** begin **

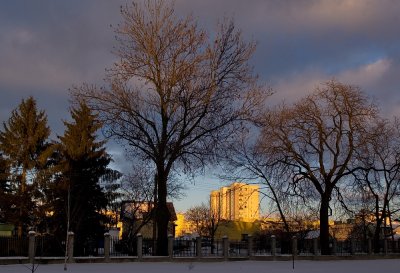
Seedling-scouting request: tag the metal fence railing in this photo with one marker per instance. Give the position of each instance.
(13, 246)
(51, 246)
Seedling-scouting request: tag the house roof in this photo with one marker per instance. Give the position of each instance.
(132, 207)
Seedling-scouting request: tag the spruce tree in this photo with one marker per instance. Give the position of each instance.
(84, 161)
(23, 144)
(5, 190)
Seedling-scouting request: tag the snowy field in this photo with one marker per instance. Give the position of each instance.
(364, 266)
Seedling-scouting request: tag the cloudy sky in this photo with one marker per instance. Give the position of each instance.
(46, 46)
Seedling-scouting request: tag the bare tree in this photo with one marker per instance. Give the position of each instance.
(316, 139)
(379, 178)
(176, 94)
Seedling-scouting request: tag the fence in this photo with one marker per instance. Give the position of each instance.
(49, 246)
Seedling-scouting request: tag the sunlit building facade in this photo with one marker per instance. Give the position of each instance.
(237, 202)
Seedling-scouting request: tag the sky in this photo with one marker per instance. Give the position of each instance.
(47, 46)
(365, 266)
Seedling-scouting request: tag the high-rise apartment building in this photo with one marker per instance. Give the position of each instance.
(237, 202)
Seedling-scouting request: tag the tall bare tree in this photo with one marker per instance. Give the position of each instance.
(316, 139)
(176, 93)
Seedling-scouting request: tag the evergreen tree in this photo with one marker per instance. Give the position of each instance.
(4, 189)
(23, 143)
(84, 162)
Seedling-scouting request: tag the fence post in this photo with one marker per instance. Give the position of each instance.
(334, 247)
(107, 247)
(139, 246)
(398, 245)
(250, 246)
(273, 245)
(70, 248)
(31, 247)
(225, 243)
(170, 246)
(385, 246)
(369, 246)
(294, 246)
(315, 246)
(352, 246)
(198, 247)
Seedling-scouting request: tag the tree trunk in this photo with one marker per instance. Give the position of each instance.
(378, 224)
(162, 216)
(324, 225)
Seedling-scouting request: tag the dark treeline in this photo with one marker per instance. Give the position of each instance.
(43, 181)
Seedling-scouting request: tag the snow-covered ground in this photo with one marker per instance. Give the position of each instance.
(364, 266)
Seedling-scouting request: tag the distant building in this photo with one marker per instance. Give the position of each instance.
(237, 202)
(136, 218)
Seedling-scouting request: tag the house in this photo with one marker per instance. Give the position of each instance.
(137, 217)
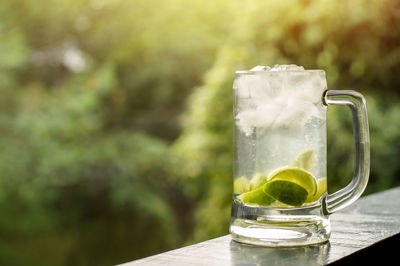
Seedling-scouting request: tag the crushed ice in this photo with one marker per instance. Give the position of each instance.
(287, 99)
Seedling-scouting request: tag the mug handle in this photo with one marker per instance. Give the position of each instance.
(347, 195)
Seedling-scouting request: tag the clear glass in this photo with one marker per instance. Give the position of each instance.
(280, 182)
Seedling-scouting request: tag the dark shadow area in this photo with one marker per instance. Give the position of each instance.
(380, 252)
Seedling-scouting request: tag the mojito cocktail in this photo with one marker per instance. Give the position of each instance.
(280, 153)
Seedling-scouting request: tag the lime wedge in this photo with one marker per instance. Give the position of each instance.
(306, 160)
(322, 188)
(298, 176)
(241, 185)
(286, 192)
(257, 181)
(256, 196)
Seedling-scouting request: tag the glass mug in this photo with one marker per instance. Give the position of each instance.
(280, 188)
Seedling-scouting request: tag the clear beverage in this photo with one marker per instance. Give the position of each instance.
(280, 157)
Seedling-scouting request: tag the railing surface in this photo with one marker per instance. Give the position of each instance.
(368, 229)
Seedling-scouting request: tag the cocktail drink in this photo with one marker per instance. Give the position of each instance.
(280, 181)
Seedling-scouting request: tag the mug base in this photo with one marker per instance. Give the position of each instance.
(280, 228)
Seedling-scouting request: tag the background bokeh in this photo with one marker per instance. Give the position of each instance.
(116, 116)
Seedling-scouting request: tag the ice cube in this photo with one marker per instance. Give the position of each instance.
(260, 68)
(284, 96)
(290, 67)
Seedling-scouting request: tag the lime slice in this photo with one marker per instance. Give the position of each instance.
(257, 181)
(286, 192)
(241, 185)
(298, 176)
(256, 196)
(306, 160)
(322, 188)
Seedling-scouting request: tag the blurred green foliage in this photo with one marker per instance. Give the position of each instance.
(115, 116)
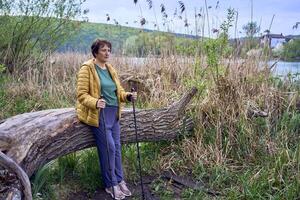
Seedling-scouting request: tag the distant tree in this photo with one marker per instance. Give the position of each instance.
(31, 28)
(251, 28)
(291, 50)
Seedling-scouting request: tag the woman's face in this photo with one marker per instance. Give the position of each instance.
(103, 54)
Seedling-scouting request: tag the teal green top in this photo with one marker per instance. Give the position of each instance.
(108, 87)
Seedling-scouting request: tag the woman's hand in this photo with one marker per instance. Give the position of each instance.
(101, 103)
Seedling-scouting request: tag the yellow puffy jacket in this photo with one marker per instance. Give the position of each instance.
(88, 92)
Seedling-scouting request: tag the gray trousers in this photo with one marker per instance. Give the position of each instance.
(114, 145)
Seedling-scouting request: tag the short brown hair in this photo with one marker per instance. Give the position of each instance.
(99, 44)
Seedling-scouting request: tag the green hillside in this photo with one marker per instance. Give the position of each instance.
(126, 39)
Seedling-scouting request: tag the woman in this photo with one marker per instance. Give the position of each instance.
(99, 98)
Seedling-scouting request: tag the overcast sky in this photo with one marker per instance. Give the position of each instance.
(125, 12)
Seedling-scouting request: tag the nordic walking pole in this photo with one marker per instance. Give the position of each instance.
(107, 151)
(137, 146)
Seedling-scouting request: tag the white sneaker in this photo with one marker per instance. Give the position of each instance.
(124, 189)
(118, 193)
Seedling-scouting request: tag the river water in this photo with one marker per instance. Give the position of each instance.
(284, 68)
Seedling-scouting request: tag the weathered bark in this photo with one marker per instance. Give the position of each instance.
(33, 139)
(11, 166)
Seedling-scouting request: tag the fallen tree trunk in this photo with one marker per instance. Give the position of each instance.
(34, 139)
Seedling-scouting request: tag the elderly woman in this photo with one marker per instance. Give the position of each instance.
(99, 98)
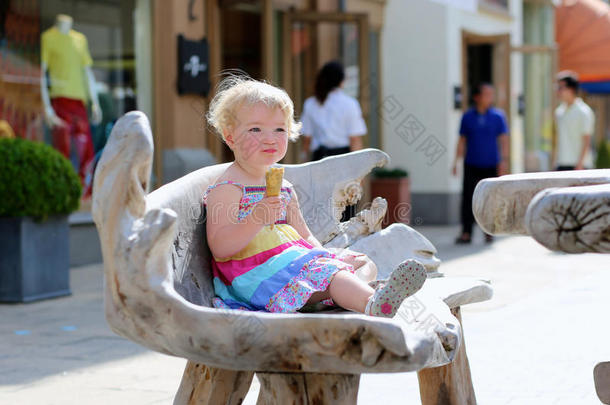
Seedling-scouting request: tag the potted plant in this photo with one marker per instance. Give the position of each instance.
(393, 185)
(38, 189)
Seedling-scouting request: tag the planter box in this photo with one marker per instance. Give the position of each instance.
(34, 259)
(397, 192)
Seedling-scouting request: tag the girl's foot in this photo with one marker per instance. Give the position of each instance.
(404, 281)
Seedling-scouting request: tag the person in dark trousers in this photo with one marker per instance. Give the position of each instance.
(484, 146)
(575, 125)
(332, 120)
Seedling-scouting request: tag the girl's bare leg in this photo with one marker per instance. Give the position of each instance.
(349, 292)
(346, 290)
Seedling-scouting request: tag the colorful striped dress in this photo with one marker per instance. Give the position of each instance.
(278, 270)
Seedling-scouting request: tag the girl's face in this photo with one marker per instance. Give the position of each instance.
(260, 136)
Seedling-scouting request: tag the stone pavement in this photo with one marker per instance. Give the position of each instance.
(535, 342)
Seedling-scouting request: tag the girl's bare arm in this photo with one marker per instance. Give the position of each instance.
(294, 217)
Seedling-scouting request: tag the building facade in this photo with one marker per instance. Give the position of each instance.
(435, 51)
(134, 45)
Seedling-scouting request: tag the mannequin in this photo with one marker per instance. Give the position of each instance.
(66, 60)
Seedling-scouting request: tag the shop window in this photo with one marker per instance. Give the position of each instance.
(95, 36)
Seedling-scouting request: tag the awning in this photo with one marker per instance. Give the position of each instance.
(582, 33)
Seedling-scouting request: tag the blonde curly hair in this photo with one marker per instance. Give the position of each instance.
(235, 91)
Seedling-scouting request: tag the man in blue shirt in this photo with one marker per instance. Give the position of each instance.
(484, 142)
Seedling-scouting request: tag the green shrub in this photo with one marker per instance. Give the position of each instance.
(603, 155)
(381, 172)
(36, 180)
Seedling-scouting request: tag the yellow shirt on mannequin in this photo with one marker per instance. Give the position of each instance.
(66, 56)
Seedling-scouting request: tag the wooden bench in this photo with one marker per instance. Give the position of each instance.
(158, 288)
(567, 211)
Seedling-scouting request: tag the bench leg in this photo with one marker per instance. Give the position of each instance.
(202, 385)
(308, 388)
(450, 384)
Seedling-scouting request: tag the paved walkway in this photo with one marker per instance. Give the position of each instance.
(535, 342)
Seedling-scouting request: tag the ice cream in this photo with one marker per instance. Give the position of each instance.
(273, 178)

** end **

_GIVEN EXERCISE_: Extract the closing run of lines, starting with the one containing "Seedling-scouting request: tag the man in" and ending at the last, exactly as written.

_EXPECTED OUTPUT_:
Seedling-scouting request: tag the man in blue shirt in this photo with one marker per instance. Give the position of each instance.
(484, 142)
Seedling-scouting request: tag the green shrub in this photo with one marker per instance. Give the position of each instance.
(603, 155)
(381, 172)
(36, 180)
Seedling-scouting request: tag the yellow shirt on mannequin in this photo with one marker per instance. Give the position of each instance.
(66, 56)
Seedling-scouting request: tag the wooden bench in this photo with one marker per instance. Give the position of each instance.
(158, 288)
(567, 211)
Seedling-scouting request: tag the bench leg in this photo with one marker per instance. Give the position of each instance.
(202, 385)
(308, 388)
(450, 384)
Seedling-scouting request: tag the paved walkway in this photo with one marker per instance. Give the position of each instance.
(535, 342)
Seedling-scouting request: tag the ice cream in this photo with one marker per instance. Give the position of each instance.
(273, 178)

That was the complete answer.